EJERCICIOS PROPUESTOS →
A – Según el documento sobre la novela Indio borrado, ¿qué rasgo de Lina menciona la novela una y otra vez?
B – Reanuda el documento sobre la novela Indio borrado justo después de su última oración.

DOCUMENTO →
——

La narrativa se finca en capítulos breves (algunos de dos o tres líneas) y, dentro de ellos, la estructura sintáctica abusa en su generalidad de oraciones de extensión mínima, casi produciendo un efecto asmático. Hay, así, una restricción del caudal narrativo, que, analizado con detenimiento, deja ver la constancia de dos funciones: informar, sin un despliegue perceptivo, series de hechos y adjuntar un comentario. Explico: en no pocos episodios, la prosa prescinde de desarrollar una escenificación de lo particular que confiera visibilidad a lo narrado y fortalezca la construcción dramática. Doy un ejemplo: en el capítulo L, la pandilla asalta una casa. La voz informa dos acciones: “Abre. / Entran a la noche bajo la noche.” Después, comenta: “Lo mejor que te puedes encontrar en una casa es dinero en efectivo, luego hay que arrear con las alhajas y los electrónicos; lo demás son baratijas. Y aquí parece que viven estudiantes.” No hay un intento de crear una visión de lo factual, como si el hecho en sí, el atraco realizado esa noche por estos muchachos en concreto, careciera de sustancialidad, de unicidad, y no provocara los sentidos de los participantes. Lo que sigue es tan pobre como un desidioso parte policiaco:

Se dividen.

El Güero y Fede hacia los cuartos.

Froy hacia la cocina y el cuarto de servicio.

Hurgan.

Hay que hacerlo rápido porque estos negocios siempre son de prisa.

En razón de esta tendencia más a lo informativo y al comentario antes que al filón dramático que hay en lo perceptivo, la prosa muestra una débil capacidad para registrar las peculiaridades de los personajes y, así, no se plantea un cometido cuya omisión me parece grave: no da forma a una imagen consistente del Otro. Por ejemplo: en Indio borrado se consigna el interés amoroso del protagonista por una chica de nombre Lina, de quien se mencionan, a la manera de un casi epíteto que resulta abaratado por la reiteración, sus “ojos de gato”. Sin embargo, la novela no desarrolla, en ninguno de los capítulos en que se reporta la presencia de Lina, escenas en las cuales se sugieran, a partir de las acciones, rasgos psicológicos específicos, delineados, de la chica. Lina es –y así pasa con casi todo el resto del elenco– una presencia solo mencionada, jamás caracterizada y, por eso, escasamente visible, uno más de los muchos nombres (y apodos) sin apenas corporeidad.

——

REGISTROS PROPORCIONADOS →
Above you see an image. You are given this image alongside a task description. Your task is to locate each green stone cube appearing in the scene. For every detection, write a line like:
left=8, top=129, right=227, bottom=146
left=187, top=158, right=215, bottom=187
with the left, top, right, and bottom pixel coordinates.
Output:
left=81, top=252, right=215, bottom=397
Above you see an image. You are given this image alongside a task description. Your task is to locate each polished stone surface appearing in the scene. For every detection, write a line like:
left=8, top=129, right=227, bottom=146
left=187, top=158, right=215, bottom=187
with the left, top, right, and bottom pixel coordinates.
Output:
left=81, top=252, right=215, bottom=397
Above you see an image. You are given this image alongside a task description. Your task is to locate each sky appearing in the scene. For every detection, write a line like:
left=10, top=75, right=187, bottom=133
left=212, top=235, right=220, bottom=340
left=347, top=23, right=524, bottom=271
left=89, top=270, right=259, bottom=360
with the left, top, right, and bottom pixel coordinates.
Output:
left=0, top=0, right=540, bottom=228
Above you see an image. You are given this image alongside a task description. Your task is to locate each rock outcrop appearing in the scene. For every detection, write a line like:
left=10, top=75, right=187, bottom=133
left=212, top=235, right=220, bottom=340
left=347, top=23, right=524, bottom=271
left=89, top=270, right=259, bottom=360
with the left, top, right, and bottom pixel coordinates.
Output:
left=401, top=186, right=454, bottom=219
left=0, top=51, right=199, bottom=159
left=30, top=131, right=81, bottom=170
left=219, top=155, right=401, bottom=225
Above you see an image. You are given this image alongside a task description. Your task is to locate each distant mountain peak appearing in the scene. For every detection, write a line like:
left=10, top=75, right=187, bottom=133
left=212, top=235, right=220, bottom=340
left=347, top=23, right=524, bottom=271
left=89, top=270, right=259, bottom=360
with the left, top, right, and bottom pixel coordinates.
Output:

——

RESPUESTAS →
A – Sus "ojos de gato".

B –
Así como estos aspectos se desprenden de lo que considero los escatimados usos del discurso narrativo, apresado por una estructura de lo mínimo que más que en la elipsis parece reposar en la omisión, habría que consignar también que en ocasiones la “lengua local” se ve borrada, como si se le considerara inferior o inútil para propósitos de mayor nivel. Cuando Lina decide besar a El Güero, la narración se olvida de recurrir al habla local que acaso congruentemente traduciría la visión del chico para volverse de un lirismo que no niega sus guiños a la cursilería; los efectos del beso en El Güero se refieren así: “La luz. El recorrido del trino tras el ave que procura, y alcanza la boca de su canto. Pluma de colibrí sobre los labios, nerviosa, colibrí de miel. Todos los besos de la historia en el primer beso, el único beso, piélago, Mar de Tetis bordado de corales.” Más que “todos los besos de la historia”, habría sido un gesto de vocación fabuladora más sensible esbozar la naturaleza inmediata que tendría un primer beso entre dos adolescentes con previsibles hormonas.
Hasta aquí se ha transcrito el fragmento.